***** SUPPLIED RECORDS
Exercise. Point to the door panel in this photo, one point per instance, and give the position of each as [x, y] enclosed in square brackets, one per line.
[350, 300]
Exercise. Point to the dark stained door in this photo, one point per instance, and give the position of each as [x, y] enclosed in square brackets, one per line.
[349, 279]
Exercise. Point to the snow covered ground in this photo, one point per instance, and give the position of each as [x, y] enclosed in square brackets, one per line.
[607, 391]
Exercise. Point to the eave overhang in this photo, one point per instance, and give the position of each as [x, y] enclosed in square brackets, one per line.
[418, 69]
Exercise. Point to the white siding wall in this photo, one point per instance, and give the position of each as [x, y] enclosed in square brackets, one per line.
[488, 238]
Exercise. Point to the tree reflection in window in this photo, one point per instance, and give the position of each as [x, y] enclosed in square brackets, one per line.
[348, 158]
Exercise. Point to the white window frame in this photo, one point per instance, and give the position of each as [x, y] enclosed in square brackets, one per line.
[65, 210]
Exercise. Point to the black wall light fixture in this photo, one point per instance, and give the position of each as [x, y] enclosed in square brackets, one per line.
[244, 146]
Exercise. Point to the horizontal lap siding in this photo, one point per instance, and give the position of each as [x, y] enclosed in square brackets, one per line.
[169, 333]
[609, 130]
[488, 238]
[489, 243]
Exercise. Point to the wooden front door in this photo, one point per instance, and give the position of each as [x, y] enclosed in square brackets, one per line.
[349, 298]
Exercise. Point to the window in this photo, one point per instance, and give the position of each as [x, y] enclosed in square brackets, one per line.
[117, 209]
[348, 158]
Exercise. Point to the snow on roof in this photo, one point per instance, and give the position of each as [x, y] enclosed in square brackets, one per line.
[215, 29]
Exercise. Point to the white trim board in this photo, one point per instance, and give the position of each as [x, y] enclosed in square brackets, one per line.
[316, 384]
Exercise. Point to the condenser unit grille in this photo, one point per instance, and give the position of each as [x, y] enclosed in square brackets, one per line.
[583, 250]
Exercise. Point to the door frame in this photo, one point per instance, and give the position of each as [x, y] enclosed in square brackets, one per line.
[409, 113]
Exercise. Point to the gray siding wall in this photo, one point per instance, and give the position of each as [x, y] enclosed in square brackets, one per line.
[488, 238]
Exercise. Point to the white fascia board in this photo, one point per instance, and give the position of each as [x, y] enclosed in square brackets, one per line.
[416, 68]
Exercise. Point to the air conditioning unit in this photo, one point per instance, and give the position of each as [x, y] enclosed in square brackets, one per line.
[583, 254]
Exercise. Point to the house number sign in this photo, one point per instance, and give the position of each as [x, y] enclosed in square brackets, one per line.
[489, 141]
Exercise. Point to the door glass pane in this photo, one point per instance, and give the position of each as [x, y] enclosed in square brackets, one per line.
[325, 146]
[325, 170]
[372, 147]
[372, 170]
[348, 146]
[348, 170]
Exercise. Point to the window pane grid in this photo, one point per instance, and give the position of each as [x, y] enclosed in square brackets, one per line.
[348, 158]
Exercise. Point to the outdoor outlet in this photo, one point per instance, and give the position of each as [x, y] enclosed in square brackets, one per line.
**********
> [WORK REQUIRED]
Reproduce, with no other lines, the one containing "Exercise. Point to the window pane" and all lines after it through the end of the data above.

> [WORKED SOLUTION]
Exercise. Point to the window pane grid in this photo, one point per instance, and give the position of each as [x, y] enclosed in square brackets, one per line.
[348, 158]
Exercise. Point to the outdoor outlet in this photo, one point per instance, and give the position of each as [x, y] enclosed in square brackets, one per line.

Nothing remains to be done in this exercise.